Transcribe the listing that follows in full, omitting pictures.

(DATA FOR PROCESSING):
____

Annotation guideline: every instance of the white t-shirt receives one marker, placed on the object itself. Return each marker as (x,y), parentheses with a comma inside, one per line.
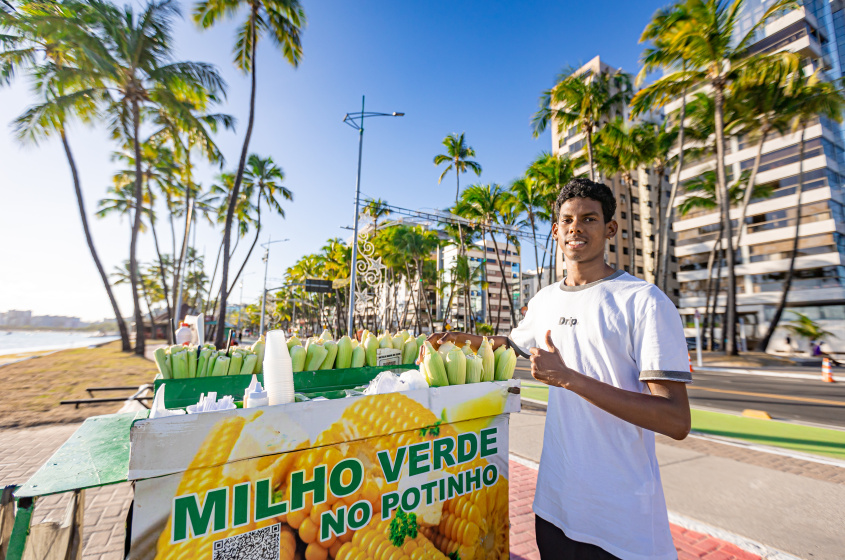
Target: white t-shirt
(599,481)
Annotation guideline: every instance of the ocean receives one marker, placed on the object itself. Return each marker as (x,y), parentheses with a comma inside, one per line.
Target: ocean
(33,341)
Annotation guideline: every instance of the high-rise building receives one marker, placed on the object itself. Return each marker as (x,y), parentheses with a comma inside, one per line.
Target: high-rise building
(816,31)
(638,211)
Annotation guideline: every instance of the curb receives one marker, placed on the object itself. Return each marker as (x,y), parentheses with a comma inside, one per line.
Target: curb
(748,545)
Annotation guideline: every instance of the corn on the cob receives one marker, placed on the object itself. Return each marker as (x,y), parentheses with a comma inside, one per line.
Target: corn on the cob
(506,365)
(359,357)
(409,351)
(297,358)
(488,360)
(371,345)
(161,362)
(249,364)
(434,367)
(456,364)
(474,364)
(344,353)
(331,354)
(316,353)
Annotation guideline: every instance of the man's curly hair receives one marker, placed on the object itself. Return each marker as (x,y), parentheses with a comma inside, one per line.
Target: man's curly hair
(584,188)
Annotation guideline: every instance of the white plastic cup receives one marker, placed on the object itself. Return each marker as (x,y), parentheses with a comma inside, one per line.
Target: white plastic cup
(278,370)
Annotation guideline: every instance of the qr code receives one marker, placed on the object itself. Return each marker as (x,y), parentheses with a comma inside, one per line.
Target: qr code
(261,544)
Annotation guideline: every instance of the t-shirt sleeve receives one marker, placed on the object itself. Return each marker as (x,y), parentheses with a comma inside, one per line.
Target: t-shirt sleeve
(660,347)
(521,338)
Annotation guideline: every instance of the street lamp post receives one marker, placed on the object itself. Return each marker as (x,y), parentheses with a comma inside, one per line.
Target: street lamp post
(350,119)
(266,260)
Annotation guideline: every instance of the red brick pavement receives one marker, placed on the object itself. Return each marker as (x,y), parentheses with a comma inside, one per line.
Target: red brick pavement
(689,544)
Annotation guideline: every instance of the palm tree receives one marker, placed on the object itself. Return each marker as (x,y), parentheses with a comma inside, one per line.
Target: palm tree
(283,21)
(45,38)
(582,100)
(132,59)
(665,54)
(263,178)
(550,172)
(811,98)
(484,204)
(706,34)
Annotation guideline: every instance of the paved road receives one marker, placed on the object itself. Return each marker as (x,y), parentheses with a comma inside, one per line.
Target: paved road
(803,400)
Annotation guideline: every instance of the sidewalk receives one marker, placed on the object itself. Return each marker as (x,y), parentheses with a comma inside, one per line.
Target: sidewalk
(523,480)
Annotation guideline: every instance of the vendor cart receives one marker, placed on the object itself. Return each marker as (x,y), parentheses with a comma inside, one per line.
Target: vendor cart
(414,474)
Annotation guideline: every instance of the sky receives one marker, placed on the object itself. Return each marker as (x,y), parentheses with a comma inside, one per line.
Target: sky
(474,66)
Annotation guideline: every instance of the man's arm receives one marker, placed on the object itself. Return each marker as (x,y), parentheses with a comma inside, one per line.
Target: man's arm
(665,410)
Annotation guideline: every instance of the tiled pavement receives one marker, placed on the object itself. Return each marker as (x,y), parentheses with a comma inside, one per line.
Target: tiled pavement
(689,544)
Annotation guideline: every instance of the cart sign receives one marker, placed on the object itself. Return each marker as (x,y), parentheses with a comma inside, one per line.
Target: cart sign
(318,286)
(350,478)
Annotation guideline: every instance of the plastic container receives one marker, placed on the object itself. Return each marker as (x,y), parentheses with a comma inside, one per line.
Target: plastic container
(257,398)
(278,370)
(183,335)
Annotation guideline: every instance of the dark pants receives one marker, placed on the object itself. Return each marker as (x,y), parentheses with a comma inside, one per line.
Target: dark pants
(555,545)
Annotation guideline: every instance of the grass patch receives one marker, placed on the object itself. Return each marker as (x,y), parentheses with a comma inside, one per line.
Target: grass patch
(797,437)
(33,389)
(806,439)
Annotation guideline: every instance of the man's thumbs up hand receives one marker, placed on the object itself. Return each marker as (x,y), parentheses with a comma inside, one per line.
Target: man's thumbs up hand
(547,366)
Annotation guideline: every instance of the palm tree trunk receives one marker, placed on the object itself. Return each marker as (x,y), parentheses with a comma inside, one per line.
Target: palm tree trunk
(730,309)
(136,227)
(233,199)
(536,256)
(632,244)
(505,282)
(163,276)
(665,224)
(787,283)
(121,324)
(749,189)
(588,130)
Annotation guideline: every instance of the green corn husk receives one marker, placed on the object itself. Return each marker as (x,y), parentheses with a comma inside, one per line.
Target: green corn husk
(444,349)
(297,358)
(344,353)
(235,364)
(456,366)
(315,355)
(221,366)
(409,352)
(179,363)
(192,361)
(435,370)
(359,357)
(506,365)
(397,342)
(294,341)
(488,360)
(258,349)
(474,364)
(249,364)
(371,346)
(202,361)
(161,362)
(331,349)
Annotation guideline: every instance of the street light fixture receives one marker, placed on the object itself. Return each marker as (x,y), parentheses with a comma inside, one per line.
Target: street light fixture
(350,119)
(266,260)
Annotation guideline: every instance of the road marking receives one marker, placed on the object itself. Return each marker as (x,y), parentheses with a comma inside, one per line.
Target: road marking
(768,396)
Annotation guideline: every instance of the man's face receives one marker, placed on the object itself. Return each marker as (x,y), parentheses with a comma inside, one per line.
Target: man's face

____

(WRITTEN SOLUTION):
Annotation guideline: every instance of the white t-shirt receives one marker, placed on the object itself. Return each marker as (x,y), parentheses with a comma inside, one per line.
Target: white t-shirt
(599,481)
Annotation guideline: every instance of the ocean receives one marker, placed on the object itself. Return each marker as (x,y), parentheses with a comma inside, one per line.
Target: ocean
(33,341)
Annotation guideline: every instance of the high-rise building receives one marker, placed on the object itself. Return each marker as (x,y), parentheses with a comma inside, one per line.
Target: high-rise building
(816,31)
(638,211)
Annotation guideline: every instance of the curb receives one marker, placed on the object itself. Return each marker as (x,y), parentheses with a comma inside, one per line.
Target: curb
(748,545)
Annotation guideline: every instance of the corn on the cob receives one marker, placed on the object itself. Return each marker as (x,y), parentheses with a comma inside, one per line.
Target: corn on the cob
(506,365)
(359,357)
(409,351)
(297,358)
(488,360)
(371,345)
(161,362)
(249,364)
(434,367)
(456,364)
(474,364)
(344,353)
(331,354)
(316,353)
Annotation guideline: every instance of the man's curly hair receives one marker, placed on the object itself. Return each marker as (x,y), parentheses with a comma inside, one per line.
Target: man's curly hair
(584,188)
Annotation guideline: every instance of the white plastic cup receives one marker, placed on the object itself. Return each marker as (x,y), parentheses with a comma inside, one per line.
Target: white plastic cup
(278,370)
Annotation guideline: every instance of the qr code receives one marker, placed on the object itself. Return each marker as (x,y), parentheses with a comma inside, one per line.
Target: qr code
(261,544)
Annotation guideline: every instance of the t-shirt sleeve receives one marker, placed on the object itself. Return each marker as (x,y), parentheses with a comma inside, one per line.
Target: t-shirt sleeve
(660,347)
(521,338)
Annotation guideline: every instance of the street lamp post receives one marker, placed on the object itself. Return each marker as (x,y), parentheses with a comma inside, one per line.
Target: street lamp post
(350,119)
(266,260)
Annotation guideline: every instance of the red brick pavement receives one marker, placed on the object itself. Return each marker as (x,y), parentheses with a comma inside, one per line.
Target: red brick pavement
(689,544)
Annotation guideline: every instance of the palm tree receives one marker, placed on the object itself. Return each marker as (x,y), parentheses with a comma inside, one per line.
Target: palm tree
(283,21)
(45,38)
(582,100)
(132,59)
(665,54)
(263,178)
(550,172)
(811,98)
(484,204)
(706,34)
Annotation guideline: every instance of the paved road receives one marker, placed on the object itself. Return each marker as (x,y), parentheses with a comma inside, one per line.
Target: paved road
(803,400)
Annotation guideline: every instance of the sidewalk receives one marker, placed on the object itself. Return each marker as (x,y), parentheses with a comma inside, one per line.
Target: sidewalk
(523,480)
Annotation guideline: every instance of the vendor cart receives one marker, placed on the object itself. Return each marker as (x,y), parentheses with a comma inside, one per line.
Target: vendor cart
(414,474)
Annotation guideline: every instance of the sky receives one marker, placed on the object itself. Return each marker as (x,y), parentheses with a comma inside, one per line.
Target: sky
(474,66)
Annotation guideline: every instance of the man's arm receives one marker, placed on the object itself. Return each marker as (x,y), parentheses with a comma inside, one per line.
Target: man's arm
(665,410)
Annotation guideline: every instance of the tiled pavement receives one marker, placed on the object itself. Return each marker as (x,y), parentheses with a comma inside, one per line.
Target: tiled pavement
(689,544)
Annotation guideline: every instance of the cart sign receives one marker, placed on the object itself. Return each marker as (x,y), parentheses with a comma inside, one per line.
Target: cart sign
(318,286)
(350,478)
Annotation guideline: every instance of the plastic container receives one marker, placed on the object itself. Return each marker as (x,y), parentheses with a comma inside, one per line.
Target: plastic container
(257,398)
(278,370)
(183,335)
Annotation guideline: every instance of the dark pants receives one marker, placed on the object itself. Return each marker as (x,y), parentheses with a comma inside, one per line.
Target: dark pants
(555,545)
Annotation guideline: every instance of the grass patch receives one marker, placed on the object itself. Return each marker as (x,y), parentheses with a comma inside, one per line.
Target: grass patch
(797,437)
(33,389)
(806,439)
Annotation guideline: every instance of the man's thumbs up hand receives one marker, placed on the object itself. Return each marker as (x,y), parentheses with a comma inside, one per line.
Target: man's thumbs up hand
(547,366)
Annotation guideline: every instance of the palm tree trunk receives one marker, placed on the object itself. Return each marker as (x,y), parentheses with a comma inside, one per line.
Target: palm tree trunk
(730,309)
(136,227)
(233,199)
(536,256)
(632,244)
(505,282)
(163,276)
(665,224)
(787,283)
(121,324)
(749,189)
(588,130)
Annotation guideline: every instance of the green corn husk receives one marker, placed on the object itself. Return each marker as (x,y), parentheses with a comma inside, one per line.
Target: green corn husk
(444,349)
(297,358)
(344,353)
(235,364)
(456,366)
(315,355)
(221,366)
(409,352)
(179,363)
(192,361)
(435,370)
(359,357)
(506,365)
(397,342)
(294,341)
(488,360)
(258,349)
(474,364)
(249,364)
(371,346)
(202,361)
(161,362)
(331,349)
Annotation guideline: every instance of the street light fixture receives one marker, placed on the object itself. Return each marker as (x,y), parentheses with a comma inside, one per line.
Target: street light fixture
(350,119)
(266,260)
Annotation guideline: every instance of the road marking receives one marker, placed on the object itself. Return each marker as (x,y), parentheses with a comma inside, one per line.
Target: road marking
(768,396)
Annotation guideline: every instance of the man's face receives one marker, placed on the object itself. Return each marker as (x,y), parentheses with a comma inside, one per line.
Target: man's face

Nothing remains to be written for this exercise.